**Tasks:**
[1] From the Sooke community plan article, list the aims given for the official community plan.
[2] Carry the Sooke community plan article forward with a few more sentences that pick up after its last one.

**Study text:**
§ §
District of Sooke council seeks more input into its ambitious official community plan before taking it to a public hearing.
Council was expected to give first reading to the OCP bylaw on Monday before councillors decided they needed more information from the public.
Community volunteers, council and staff have been working on the 237-page plan for the last two years, bringing in more than 2,000 pieces of public input.
“I see the intent of wanting to get it done,” said Mayor Maja Tait, “but this is so council can have an opportunity to engage and consult with the public.”
The goal of the OCP is to guide growth for the next 10 years, while protecting the environment, preparing for climate change and clarifying land use.
The plan focuses on what makes Sooke unique, with council’s 2019 declarations of a Climate Emergency and a Compassionate Community.
Although there have been public consultations, more is needed, Tait said, adding an open house hosted by the OCP committee late last year attracted only 11 residents, likely due to the pandemic.
Council asked staff for a further report and to schedule an open house this spring.
“I know the committee has done extensive work with our staff for months, but under the weight of (COVID), council could not connect with the public in person. This sort of work has to be done in the public eye with the public present, especially with such an important document,” Tait said.
§ §
Dataset records
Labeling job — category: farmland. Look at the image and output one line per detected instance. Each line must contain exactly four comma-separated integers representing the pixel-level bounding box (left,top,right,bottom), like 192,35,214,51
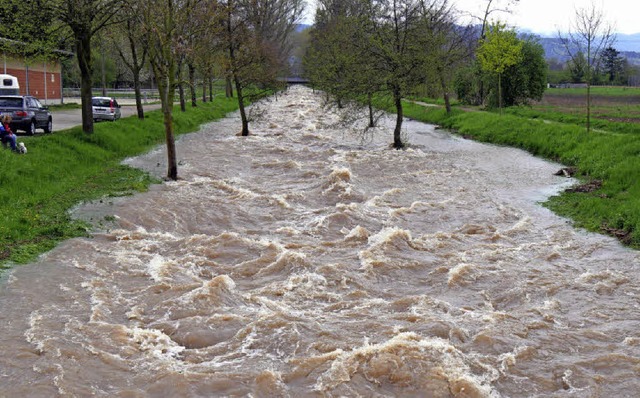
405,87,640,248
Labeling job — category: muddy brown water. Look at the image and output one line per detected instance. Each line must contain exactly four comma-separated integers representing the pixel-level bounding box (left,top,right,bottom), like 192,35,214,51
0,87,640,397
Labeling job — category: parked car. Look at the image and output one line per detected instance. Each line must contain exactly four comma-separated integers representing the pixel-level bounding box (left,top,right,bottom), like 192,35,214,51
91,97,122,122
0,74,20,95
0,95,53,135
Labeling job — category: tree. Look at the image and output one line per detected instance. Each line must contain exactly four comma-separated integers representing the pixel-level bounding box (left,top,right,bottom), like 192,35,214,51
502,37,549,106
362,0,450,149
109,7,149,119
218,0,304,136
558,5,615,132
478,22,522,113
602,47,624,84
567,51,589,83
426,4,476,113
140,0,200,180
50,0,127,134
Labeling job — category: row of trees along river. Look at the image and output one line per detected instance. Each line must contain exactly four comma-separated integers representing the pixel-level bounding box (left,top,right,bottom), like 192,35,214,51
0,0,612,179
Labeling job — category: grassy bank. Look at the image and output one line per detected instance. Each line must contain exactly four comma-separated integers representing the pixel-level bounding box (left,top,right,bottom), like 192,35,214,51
§ §
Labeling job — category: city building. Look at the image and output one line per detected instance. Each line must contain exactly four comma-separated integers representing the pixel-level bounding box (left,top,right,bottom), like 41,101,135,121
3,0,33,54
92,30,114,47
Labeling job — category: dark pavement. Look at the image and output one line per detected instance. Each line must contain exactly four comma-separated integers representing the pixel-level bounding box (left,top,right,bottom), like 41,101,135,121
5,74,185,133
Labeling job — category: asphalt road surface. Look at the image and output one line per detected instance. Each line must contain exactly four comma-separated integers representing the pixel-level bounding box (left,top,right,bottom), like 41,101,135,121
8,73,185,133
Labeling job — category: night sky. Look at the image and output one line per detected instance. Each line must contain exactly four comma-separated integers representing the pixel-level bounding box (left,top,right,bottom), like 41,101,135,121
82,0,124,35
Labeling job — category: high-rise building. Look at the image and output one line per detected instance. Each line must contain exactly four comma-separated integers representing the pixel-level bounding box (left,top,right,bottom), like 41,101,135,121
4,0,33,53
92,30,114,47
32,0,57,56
§ §
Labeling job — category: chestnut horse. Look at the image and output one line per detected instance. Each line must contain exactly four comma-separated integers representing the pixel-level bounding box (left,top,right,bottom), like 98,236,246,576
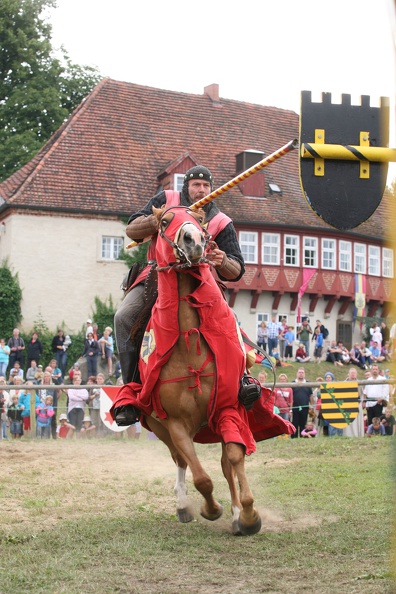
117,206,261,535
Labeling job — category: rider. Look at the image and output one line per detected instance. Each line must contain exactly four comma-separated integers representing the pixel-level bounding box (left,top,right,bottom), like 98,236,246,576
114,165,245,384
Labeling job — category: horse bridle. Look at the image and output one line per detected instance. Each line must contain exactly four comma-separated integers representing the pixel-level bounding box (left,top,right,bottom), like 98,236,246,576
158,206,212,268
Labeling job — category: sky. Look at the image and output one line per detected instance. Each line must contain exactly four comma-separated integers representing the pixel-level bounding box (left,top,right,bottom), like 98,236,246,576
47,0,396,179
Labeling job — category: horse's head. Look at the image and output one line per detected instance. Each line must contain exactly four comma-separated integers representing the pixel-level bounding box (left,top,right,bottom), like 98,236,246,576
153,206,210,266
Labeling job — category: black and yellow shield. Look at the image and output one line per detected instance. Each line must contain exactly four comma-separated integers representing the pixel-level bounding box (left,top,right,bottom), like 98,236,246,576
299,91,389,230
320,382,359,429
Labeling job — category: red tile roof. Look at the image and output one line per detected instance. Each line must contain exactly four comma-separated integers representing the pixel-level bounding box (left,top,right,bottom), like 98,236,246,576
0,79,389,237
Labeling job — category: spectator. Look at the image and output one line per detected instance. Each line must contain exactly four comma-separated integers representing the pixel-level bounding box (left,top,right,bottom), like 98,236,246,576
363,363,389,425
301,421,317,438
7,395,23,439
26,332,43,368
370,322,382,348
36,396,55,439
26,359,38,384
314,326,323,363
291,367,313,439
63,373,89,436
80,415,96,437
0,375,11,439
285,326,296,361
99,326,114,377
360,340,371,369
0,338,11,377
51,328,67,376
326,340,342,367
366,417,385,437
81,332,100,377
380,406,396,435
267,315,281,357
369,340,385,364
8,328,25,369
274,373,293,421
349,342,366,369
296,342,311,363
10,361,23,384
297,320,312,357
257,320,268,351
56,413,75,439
§ §
**Responses by task:**
[1]
- Guide growth for the next 10 years
- Protect the environment
- Prepare for climate change
- Clarify land use

[2]
Coun. Al Beddows, council’s representative on the OCP committee, said he’s disappointed with council’s decision not to proceed with the first reading, but agreed there are unresolved issues.
Two areas of concern include proposals to reduce foreshore setback from 30 to 15 metres, and to rezone the Farrell Estates property from community residential to rural, limiting the ability to rezone in the future.
“Everybody agrees the OCP is relatively good. It just needs some fine tuning,” Beddows said.
He hopes to see the OCP passed before the municipal election in October, especially since council committed to getting the OCP completed this term. A new council could come in and want to start the process again, he added.
“My concern is to finish the job we said we’d do.”